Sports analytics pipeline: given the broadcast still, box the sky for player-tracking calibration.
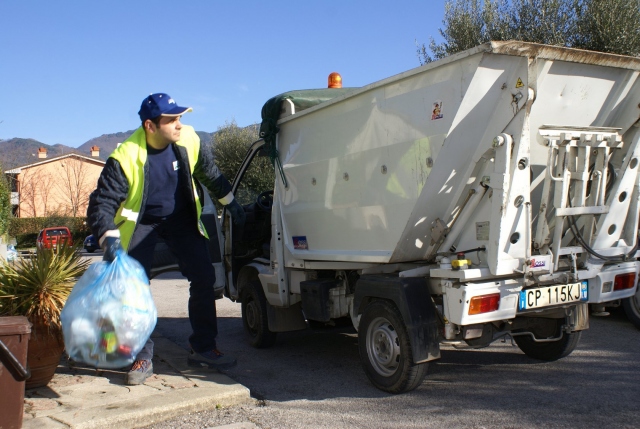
[0,0,444,147]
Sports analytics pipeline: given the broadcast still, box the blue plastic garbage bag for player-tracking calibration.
[60,250,158,368]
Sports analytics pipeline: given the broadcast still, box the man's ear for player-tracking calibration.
[144,119,156,133]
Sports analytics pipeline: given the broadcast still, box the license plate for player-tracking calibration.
[518,282,589,310]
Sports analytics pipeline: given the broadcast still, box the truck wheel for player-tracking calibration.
[358,301,429,393]
[241,280,276,349]
[622,289,640,329]
[513,319,582,361]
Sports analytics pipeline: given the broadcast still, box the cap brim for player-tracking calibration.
[160,106,193,116]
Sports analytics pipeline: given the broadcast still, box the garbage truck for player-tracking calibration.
[215,41,640,393]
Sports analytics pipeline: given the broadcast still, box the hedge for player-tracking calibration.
[7,216,91,248]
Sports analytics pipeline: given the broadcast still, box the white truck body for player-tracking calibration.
[223,42,640,392]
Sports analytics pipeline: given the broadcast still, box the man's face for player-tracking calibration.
[147,116,182,148]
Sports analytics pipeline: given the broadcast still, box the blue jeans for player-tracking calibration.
[127,210,218,360]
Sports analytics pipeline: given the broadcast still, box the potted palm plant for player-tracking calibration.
[0,245,91,389]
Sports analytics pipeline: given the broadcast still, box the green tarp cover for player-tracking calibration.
[260,88,358,186]
[260,88,358,147]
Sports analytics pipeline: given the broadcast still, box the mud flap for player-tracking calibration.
[267,302,307,332]
[567,302,589,332]
[353,275,440,363]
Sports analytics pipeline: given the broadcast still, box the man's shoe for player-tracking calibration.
[124,359,153,386]
[187,349,238,369]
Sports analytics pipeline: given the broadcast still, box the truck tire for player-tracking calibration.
[622,289,640,329]
[241,279,277,349]
[358,300,429,393]
[513,319,582,361]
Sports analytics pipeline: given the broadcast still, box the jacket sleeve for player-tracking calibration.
[87,158,129,240]
[193,140,236,200]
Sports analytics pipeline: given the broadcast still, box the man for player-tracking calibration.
[87,93,245,385]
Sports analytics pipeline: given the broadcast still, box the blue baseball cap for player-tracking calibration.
[138,93,193,122]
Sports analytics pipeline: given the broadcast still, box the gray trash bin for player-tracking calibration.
[0,316,31,429]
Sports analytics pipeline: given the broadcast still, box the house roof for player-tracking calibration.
[4,153,106,174]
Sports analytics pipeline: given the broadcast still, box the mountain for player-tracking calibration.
[0,130,214,171]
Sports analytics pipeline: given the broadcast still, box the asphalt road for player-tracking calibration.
[110,266,640,429]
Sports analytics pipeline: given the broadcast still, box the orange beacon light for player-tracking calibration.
[328,72,342,88]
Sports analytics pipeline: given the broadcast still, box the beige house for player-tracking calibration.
[5,146,105,217]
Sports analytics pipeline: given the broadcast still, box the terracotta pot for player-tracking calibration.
[25,325,64,389]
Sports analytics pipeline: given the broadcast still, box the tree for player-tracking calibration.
[214,121,275,204]
[18,169,53,217]
[55,156,95,217]
[418,0,640,64]
[572,0,640,57]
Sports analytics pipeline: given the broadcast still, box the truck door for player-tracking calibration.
[222,139,275,298]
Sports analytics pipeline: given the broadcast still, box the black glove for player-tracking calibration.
[226,199,246,230]
[102,237,122,262]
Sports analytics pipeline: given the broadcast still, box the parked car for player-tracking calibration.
[83,234,100,253]
[36,226,73,249]
[7,244,18,262]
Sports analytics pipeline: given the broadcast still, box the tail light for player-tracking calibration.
[613,273,636,290]
[469,293,500,315]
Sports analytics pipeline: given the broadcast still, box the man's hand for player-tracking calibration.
==============================
→ **REQUIRED TASK**: Rewrite all the entries above as a numbered list, one line per item, with blank lines dropped and the pictures left out.

→ **ANSWER FOR THE TASK**:
1. Sports analytics pipeline: given the broadcast still, box the sky for player-tracking calibration.
2. [0,0,444,147]
3. Sports analytics pipeline: given the broadcast still, box the blue plastic garbage bag for player-tracking calibration.
4. [60,250,158,368]
5. Sports analytics pipeline: given the broadcast still, box the man's ear for player-tracking calibration.
6. [144,119,156,133]
7. Sports analytics pipeline: given the broadcast still, box the license plate for player-tracking calibration.
8. [518,282,589,310]
9. Sports analytics pipeline: given the broadcast still, box the truck wheel for player-tracking calibration.
10. [358,301,429,393]
11. [241,280,276,349]
12. [622,289,640,329]
13. [513,319,582,361]
14. Sports analytics pipeline: given the broadcast still, box the cap brim for player-tracking calibration.
15. [160,106,193,116]
16. Sports analytics pipeline: given the broadcast still, box the garbage truck for player-tracking calibration.
17. [215,41,640,393]
18. Sports analytics pipeline: given the broadcast still, box the hedge for player-tracking calibration.
19. [7,216,91,248]
20. Sports analytics pipeline: given the broadcast still, box the white truck body for player-tracking calibration.
21. [223,42,640,392]
22. Sports analytics pipeline: given the broadcast still, box the man's face for player-tracking calibration.
23. [147,116,182,148]
24. Sports analytics pipeline: given the broadcast still, box the blue jeans for player-tracking calibration.
25. [127,210,218,360]
26. Sports analytics pipeline: given the broadcast still, box the potted palm plant for player-tracking calibration.
27. [0,245,91,389]
28. Sports analytics pipeline: given the broadcast still, box the green tarp cover for player-tracking calibration.
29. [260,88,358,186]
30. [260,88,358,147]
31. Sports analytics pipeline: given the broadcast still, box the mud flap for player-tracking calibration.
32. [267,302,307,332]
33. [567,302,589,332]
34. [353,275,440,363]
35. Sports analytics pipeline: given the broadcast still, box the man's shoe for player-tracking calibration.
36. [124,359,153,386]
37. [187,349,238,369]
38. Sports analytics pipeline: given the broadcast still, box the truck tire for player-tracking calibration.
39. [622,289,640,329]
40. [241,279,277,349]
41. [358,300,429,393]
42. [513,319,582,361]
43. Sports analytics pipeline: given the broadcast still, box the jacket sleeve for player-tracking calibration.
44. [87,158,129,240]
45. [193,140,236,200]
46. Sports analytics pipeline: given the broadcast still, box the man for player-tracking calibration.
47. [87,93,245,385]
48. Sports analytics pipeline: given the broadcast still, box the blue baseball cap for player-tracking calibration.
49. [138,93,193,122]
50. Sports analytics pipeline: given the broadcast still, box the gray trash bin for player-tracking calibration.
51. [0,316,31,429]
52. Sports analytics pipeline: given the broadcast still, box the house roof for player-tracking calibration.
53. [4,153,106,174]
54. Sports analytics pipeline: given the broadcast still, box the mountain for player-tracking calibration.
55. [0,130,214,171]
56. Sports analytics pipeline: given the broadcast still, box the asphalt road for player-tracking calibration.
57. [110,266,640,429]
58. Sports analytics pipeline: given the broadcast still, box the orange beacon light for player-tracking calibration.
59. [328,72,342,88]
60. Sports analytics pipeline: given the broadcast still, box the beige house for player-tracking calibration.
61. [5,146,105,217]
62. Sports analytics pipeline: given the broadcast still, box the terracotta pot for player-tracking calibration.
63. [25,325,64,389]
64. Sports analytics pipeline: given the broadcast still, box the tree for player-tracking calibration.
65. [214,121,275,204]
66. [18,169,53,217]
67. [55,156,95,217]
68. [418,0,640,64]
69. [572,0,640,57]
70. Sports analytics pipeline: given the broadcast still, box the truck door for player-tracking calibration.
71. [222,139,275,298]
72. Sports analytics pipeline: given the broadcast still, box the black glove for player-tracking calibration.
73. [226,199,246,230]
74. [102,237,122,262]
75. Sports analytics pipeline: given the broadcast still, box the parked car for player-tracking calibration.
76. [83,234,100,253]
77. [36,226,73,249]
78. [7,244,18,262]
79. Sports analytics pipeline: given the broadcast still, box the tail light for player-tracking calibration.
80. [613,273,636,290]
81. [469,293,500,315]
82. Sports analytics pipeline: given the broadcast still, box the man's hand for player-tracking calibration.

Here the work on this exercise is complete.